● **指示**
• A. 気分についての文書の筆者紹介で、筆者が結成したとされるクリエイティブユニットの名前は何ですか。
• B. 気分についての文書を、最後の文の後から書き継いでください。

自分がジブンにしっくりくる感じの時は、気分がいい。
こころと身体が同じ歩幅で歩いているのがわかる。
いつもこんな感じで生きていきたい。

でも、かなりの確率でイライラと聞こえてくる
「お急ぎのところ、電車が遅れて申し訳ございません」。

そんな時は“ここじゃないどこか”に、
ジブンをリリースしてしまおう。
きっと気持ちの針が、真ん中くらいに戻ってくるから。

シラスアキコ Akiko Shirasu
文筆家、コピーライター Writer, Copywriter

広告代理店でコピーライターとしてのキャリアを積んだ後、クリエイティブユニット「color/カラー」を結成。プロダクトデザインの企画、広告のコピーライティング、Webムービーの脚本など、幅広く活動。著書に「レモンエアライン」がある。東京在住。

● **提供資料**
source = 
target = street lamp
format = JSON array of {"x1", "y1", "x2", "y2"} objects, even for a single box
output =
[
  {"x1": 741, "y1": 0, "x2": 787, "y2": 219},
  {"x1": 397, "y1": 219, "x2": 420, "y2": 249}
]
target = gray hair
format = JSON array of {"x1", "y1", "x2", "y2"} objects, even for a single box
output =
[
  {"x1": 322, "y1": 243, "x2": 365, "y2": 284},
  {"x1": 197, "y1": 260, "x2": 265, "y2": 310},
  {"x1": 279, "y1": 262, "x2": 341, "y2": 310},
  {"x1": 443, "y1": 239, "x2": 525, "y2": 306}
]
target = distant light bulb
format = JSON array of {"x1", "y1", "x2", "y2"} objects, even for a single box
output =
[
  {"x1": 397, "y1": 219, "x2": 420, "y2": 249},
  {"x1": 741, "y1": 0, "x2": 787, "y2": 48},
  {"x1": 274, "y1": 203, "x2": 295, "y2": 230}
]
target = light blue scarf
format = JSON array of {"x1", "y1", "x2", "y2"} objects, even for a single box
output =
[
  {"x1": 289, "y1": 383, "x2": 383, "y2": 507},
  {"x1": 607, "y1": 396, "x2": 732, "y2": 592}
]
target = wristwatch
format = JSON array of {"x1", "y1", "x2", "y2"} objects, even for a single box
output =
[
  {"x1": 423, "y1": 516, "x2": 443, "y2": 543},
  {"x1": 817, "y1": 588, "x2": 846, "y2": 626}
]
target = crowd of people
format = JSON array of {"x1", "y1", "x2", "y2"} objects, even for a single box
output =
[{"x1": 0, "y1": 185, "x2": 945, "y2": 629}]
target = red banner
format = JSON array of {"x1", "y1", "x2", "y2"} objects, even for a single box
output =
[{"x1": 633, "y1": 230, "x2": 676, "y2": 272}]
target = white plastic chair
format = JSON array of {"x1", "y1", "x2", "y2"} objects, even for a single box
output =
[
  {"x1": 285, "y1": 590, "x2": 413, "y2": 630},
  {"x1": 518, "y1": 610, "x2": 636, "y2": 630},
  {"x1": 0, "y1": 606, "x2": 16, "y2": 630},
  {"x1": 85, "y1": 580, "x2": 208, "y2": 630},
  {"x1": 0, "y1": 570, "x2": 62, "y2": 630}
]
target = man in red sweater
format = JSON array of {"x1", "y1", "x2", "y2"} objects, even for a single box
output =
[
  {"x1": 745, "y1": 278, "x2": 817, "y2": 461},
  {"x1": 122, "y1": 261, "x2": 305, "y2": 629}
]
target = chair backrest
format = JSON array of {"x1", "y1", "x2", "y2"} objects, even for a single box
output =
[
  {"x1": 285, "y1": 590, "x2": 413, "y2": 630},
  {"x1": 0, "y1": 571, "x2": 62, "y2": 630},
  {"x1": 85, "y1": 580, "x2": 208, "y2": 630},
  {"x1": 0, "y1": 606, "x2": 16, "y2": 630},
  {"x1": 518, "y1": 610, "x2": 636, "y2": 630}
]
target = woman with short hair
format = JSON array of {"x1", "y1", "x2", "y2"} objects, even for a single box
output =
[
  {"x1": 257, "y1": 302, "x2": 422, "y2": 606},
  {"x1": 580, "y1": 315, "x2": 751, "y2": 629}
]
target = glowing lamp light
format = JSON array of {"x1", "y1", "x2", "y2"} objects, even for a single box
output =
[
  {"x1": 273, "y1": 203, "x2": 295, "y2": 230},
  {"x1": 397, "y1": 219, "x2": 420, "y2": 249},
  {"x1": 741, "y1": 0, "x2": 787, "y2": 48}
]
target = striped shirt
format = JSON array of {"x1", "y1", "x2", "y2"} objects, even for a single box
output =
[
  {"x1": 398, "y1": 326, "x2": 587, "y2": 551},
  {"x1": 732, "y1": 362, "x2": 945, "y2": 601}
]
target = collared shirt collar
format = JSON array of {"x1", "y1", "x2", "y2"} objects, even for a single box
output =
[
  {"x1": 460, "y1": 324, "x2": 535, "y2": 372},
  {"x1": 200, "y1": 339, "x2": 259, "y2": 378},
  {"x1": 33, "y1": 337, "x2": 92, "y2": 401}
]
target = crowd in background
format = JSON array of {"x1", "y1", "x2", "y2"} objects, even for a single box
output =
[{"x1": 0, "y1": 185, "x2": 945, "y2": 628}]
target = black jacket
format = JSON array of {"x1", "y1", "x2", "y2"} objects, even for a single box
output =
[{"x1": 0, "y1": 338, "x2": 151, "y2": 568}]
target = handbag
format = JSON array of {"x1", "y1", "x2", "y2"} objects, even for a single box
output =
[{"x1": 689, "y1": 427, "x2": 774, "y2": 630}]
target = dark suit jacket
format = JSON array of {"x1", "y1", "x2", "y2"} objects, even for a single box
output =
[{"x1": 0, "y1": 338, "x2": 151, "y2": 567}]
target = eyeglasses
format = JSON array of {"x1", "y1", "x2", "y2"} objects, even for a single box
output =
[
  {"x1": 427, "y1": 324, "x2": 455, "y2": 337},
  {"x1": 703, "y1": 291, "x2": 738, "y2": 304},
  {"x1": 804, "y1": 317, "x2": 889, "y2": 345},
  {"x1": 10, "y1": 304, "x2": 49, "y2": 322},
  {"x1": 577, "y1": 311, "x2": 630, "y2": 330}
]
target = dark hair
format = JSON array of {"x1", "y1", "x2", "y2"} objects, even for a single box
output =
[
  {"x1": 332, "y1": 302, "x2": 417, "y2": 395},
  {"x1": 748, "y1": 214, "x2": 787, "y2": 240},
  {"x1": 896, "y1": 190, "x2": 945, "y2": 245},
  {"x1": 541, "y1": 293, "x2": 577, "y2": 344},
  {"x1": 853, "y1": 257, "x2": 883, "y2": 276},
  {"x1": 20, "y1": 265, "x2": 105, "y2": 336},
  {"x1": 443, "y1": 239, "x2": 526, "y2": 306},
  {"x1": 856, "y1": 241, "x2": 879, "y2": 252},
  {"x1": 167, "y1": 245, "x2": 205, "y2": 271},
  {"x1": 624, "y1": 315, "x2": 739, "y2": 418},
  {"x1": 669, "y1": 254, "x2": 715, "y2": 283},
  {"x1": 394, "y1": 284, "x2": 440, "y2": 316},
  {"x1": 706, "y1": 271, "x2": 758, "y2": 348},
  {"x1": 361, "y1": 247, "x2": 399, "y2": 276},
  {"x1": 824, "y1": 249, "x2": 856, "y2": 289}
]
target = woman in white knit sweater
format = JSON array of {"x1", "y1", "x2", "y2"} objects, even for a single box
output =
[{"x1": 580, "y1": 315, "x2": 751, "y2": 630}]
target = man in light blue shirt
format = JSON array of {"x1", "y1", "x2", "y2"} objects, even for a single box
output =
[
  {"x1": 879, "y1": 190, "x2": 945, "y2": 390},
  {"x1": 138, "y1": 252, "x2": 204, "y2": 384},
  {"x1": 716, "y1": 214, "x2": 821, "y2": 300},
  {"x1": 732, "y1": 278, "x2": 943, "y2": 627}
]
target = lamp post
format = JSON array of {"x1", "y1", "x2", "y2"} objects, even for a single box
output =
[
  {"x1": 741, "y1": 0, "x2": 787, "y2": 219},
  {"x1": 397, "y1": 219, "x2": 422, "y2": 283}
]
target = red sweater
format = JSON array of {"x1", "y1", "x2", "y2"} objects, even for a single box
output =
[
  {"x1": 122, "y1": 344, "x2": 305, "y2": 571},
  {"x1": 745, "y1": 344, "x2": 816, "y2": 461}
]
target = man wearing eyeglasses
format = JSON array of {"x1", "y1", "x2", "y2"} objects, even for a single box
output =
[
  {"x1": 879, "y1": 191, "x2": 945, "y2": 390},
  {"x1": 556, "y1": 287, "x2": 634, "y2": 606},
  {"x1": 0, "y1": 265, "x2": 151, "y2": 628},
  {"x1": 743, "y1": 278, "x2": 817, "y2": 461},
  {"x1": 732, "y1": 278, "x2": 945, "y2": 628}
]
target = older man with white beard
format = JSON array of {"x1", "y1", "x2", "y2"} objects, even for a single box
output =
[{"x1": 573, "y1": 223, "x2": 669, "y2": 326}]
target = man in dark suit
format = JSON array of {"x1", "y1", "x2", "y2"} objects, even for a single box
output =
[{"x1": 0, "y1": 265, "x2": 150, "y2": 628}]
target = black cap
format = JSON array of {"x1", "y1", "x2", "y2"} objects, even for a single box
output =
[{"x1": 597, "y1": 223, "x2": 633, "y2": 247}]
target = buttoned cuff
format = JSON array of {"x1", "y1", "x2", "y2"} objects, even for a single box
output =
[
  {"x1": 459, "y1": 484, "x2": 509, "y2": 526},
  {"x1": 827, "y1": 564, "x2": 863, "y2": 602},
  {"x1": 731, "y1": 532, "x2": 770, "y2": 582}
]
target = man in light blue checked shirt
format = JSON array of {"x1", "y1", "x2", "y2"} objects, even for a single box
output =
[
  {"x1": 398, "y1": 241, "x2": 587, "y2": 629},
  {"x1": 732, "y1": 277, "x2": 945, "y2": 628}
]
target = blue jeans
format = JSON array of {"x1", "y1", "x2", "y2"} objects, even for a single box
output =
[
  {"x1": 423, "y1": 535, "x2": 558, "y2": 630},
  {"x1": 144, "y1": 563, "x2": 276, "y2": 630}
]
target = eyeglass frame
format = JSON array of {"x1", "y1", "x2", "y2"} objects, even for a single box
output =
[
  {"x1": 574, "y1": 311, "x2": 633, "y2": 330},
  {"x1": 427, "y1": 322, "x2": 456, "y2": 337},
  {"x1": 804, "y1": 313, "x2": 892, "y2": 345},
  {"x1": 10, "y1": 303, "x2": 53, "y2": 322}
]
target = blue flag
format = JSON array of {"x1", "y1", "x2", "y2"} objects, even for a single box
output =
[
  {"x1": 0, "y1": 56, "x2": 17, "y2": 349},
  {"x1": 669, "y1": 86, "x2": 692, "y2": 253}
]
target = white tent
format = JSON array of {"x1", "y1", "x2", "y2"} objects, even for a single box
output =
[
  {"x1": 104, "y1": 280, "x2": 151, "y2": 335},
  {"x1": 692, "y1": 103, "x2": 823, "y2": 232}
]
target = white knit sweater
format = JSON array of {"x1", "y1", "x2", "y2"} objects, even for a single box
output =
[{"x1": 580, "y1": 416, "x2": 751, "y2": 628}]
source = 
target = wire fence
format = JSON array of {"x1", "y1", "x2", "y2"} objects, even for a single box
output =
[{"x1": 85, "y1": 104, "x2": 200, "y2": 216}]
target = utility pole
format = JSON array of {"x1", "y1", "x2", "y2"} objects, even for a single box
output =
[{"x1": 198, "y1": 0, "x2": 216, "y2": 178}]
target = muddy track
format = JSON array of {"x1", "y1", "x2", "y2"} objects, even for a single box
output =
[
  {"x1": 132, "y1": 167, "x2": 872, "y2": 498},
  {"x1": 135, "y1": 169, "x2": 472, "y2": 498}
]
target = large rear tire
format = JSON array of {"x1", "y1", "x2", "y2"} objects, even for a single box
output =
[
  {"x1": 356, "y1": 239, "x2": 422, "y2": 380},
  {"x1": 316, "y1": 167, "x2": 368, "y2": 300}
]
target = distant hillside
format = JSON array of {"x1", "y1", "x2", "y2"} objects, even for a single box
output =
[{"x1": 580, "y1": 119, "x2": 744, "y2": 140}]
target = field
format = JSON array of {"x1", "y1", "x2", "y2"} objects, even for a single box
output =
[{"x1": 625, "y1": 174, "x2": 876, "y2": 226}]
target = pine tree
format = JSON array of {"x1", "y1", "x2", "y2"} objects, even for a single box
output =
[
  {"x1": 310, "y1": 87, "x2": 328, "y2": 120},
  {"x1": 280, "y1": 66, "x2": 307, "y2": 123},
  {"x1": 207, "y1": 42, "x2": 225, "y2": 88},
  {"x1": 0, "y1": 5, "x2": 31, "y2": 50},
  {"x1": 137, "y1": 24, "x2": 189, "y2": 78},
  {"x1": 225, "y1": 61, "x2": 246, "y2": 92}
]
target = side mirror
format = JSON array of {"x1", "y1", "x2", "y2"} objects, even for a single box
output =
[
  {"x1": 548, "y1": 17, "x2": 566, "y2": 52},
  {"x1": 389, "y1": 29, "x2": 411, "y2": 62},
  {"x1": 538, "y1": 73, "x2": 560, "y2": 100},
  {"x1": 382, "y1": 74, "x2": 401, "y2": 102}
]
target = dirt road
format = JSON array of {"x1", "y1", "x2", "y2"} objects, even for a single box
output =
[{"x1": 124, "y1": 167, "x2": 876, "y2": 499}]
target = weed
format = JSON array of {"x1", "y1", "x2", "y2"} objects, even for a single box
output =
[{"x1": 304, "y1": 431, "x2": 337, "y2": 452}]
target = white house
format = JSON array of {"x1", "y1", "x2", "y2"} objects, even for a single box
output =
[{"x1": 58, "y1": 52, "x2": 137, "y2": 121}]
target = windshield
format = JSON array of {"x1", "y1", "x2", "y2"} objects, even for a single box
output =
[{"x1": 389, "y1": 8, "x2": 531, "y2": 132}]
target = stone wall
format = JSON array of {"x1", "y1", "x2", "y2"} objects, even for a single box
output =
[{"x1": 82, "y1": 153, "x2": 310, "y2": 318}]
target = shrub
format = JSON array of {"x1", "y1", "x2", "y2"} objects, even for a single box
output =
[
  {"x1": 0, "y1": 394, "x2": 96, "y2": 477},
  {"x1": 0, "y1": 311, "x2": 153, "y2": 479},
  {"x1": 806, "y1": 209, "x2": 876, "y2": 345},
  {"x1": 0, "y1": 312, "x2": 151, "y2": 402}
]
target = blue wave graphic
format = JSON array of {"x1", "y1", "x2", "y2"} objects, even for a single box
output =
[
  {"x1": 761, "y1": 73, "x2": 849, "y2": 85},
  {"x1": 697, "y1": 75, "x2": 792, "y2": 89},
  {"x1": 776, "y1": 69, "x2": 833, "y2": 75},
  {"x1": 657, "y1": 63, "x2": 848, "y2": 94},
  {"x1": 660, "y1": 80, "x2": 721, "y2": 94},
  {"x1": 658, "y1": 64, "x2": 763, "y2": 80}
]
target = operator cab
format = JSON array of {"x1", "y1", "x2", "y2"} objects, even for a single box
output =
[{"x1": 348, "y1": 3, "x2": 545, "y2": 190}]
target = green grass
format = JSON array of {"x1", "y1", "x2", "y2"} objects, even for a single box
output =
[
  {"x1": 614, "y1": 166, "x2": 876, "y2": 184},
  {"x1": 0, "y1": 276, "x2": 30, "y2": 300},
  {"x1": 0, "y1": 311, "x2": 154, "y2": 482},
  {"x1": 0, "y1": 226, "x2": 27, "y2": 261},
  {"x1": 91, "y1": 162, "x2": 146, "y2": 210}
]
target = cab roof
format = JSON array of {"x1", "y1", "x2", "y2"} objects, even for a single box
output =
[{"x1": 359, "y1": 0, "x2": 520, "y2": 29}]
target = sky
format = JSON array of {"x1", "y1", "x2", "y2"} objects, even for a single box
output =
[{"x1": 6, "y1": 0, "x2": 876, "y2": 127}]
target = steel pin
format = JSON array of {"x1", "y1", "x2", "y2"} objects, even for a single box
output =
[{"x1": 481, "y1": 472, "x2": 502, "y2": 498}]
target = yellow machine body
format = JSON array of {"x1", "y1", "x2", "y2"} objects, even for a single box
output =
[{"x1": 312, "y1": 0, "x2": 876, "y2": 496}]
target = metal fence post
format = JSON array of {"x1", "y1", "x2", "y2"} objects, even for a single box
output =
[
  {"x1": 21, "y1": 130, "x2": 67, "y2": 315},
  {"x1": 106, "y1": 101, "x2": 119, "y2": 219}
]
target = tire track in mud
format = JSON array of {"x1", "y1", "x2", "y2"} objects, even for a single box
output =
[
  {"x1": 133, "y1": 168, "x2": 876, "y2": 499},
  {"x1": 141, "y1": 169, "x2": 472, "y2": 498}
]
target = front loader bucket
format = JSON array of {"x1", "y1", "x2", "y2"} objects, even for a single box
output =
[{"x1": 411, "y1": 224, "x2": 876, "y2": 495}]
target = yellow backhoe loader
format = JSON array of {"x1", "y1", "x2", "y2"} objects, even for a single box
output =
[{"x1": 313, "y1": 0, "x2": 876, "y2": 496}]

● **回答**
• A. 「color/カラー」です。

• B.
color / www.color-81.com
レモンエアライン / lemonairline.com
contact / akiko@color-81.com

◎なぜショートストーリーなのか
日常のワンシチュエーションを切り抜く。そこには感覚的なうま味が潜んでいる。うま味の粒をひとつひとつ拾い上げ文章化すると、不思議な化学反応が生まれる。新たな魅力が浮き上がってくる。それらをたった数行のショートストーリーでおさめることに、私は夢中になる。